#### Provided data:
* * *
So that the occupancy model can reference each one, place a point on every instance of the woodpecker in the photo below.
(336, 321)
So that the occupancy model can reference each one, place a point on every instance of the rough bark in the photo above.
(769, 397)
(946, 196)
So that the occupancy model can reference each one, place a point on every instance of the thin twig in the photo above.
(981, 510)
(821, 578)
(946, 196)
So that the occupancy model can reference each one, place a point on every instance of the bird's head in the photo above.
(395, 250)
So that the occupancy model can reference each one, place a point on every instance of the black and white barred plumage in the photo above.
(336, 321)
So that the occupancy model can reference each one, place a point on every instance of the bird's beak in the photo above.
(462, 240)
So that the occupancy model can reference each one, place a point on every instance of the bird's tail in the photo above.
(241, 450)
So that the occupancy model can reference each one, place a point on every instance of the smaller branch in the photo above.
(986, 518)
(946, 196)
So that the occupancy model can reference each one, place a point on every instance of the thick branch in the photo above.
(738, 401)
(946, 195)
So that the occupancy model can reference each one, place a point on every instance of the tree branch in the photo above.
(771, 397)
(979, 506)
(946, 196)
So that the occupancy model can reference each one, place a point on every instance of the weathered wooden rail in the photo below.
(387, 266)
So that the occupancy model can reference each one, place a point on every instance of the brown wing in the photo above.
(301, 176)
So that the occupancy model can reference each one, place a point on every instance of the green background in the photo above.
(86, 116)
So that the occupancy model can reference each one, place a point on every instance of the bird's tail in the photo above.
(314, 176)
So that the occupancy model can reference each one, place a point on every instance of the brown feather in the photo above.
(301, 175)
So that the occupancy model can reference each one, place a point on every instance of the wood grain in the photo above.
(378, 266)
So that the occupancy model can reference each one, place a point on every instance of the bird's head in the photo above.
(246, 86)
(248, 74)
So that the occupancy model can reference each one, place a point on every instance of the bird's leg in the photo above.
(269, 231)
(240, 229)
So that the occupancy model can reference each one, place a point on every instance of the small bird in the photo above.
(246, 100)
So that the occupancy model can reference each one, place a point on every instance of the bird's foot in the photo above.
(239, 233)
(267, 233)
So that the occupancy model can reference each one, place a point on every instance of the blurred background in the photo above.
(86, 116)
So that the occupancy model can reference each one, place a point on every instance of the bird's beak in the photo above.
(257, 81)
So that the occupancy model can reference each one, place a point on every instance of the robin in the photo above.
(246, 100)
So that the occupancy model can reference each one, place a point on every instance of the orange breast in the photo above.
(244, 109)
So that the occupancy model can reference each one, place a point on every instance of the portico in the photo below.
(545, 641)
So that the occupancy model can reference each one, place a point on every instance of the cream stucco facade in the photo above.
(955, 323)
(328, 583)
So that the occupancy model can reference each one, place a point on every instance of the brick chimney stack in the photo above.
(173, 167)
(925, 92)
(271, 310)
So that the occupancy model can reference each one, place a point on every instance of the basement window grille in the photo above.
* * *
Restate the whole of the material exactly.

#### Problem solution:
So that the occupancy model can reference each one, place a point on every instance of the woodpecker in the photo below.
(336, 321)
So that the occupancy model can reference each one, place a point on every instance of the rough bark in the photo above.
(769, 397)
(946, 196)
So that the occupancy model can reference each one, place a point on every instance of the thin twig in the photo above.
(981, 510)
(821, 578)
(946, 196)
So that the occupancy model can reference each one, place a point on every instance of the bird's head in the photo above.
(395, 250)
So that the occupancy model can reference each one, place a point on every instance of the black and white barred plumage in the photo above.
(336, 321)
So that the occupancy model can reference each one, place a point on every instance of the bird's beak in the photo above.
(462, 240)
So that the occupancy model can reference each one, place a point on every instance of the bird's tail in the photo above.
(241, 450)
So that the occupancy model can reference each one, place a point on every instance of the smaller branch in the photo above.
(986, 518)
(946, 196)
So that the occupancy model can reference each one, place a point on every instance of the thick branch in the photo above.
(738, 401)
(946, 195)
So that the occupancy model can reference each one, place a point on every instance of the tree branch in the photo above.
(771, 397)
(979, 506)
(946, 196)
So that the occupancy model can reference each one, place a point on every instance of the weathered wooden rail in the photo below.
(387, 266)
So that the occupancy model can reference each one, place a point on every instance of the brown wing in the photo above.
(301, 176)
So that the occupancy model can reference each one, place a point on every instance of the green background in the photo above.
(86, 116)
So that the occupancy model can reference each one, place a point on every instance of the bird's tail in the photo above.
(314, 176)
So that the occupancy model can reference each one, place a point on every instance of the brown feather in the photo above.
(301, 175)
So that the occupancy model can reference each one, place a point on every instance of the wood grain in the photo above.
(378, 266)
So that the occupancy model can reference each one, place a point on every instance of the bird's head in the photo above.
(246, 86)
(248, 74)
So that the occupancy model can reference each one, place a point on every instance of the bird's leg in the photo above.
(269, 231)
(240, 229)
So that the occupancy model can reference each one, place a point on every instance of the small bird in the photo above.
(246, 100)
So that the occupancy model can reference each one, place a point on every instance of the bird's foot in the photo above.
(239, 233)
(267, 233)
So that the occupancy model can reference each one, place a point on every instance of the blurred background in the photo above.
(86, 116)
So that the occupancy model can reference each one, place a point on every instance of the bird's beak in the photo above.
(257, 81)
So that the occupancy model can reference each one, place a point on every instance of the robin in the photo above.
(246, 100)
So that the occupancy model can reference each one, place a point on every instance of the orange breast in the photo above.
(244, 109)
So that the occupancy model can reference each one, place a point on every instance of the portico in the photo below.
(545, 641)
So that the occupancy model can reference each one, place a point on every instance of the cream stucco facade in the photo above.
(955, 323)
(328, 583)
So that the occupancy model can reference each one, place a point on every instance of the brick chimney stack in the photo above.
(173, 167)
(925, 92)
(271, 310)
So that the occupancy model can reference each one, place a point on every instance of the basement window grille in the photo above.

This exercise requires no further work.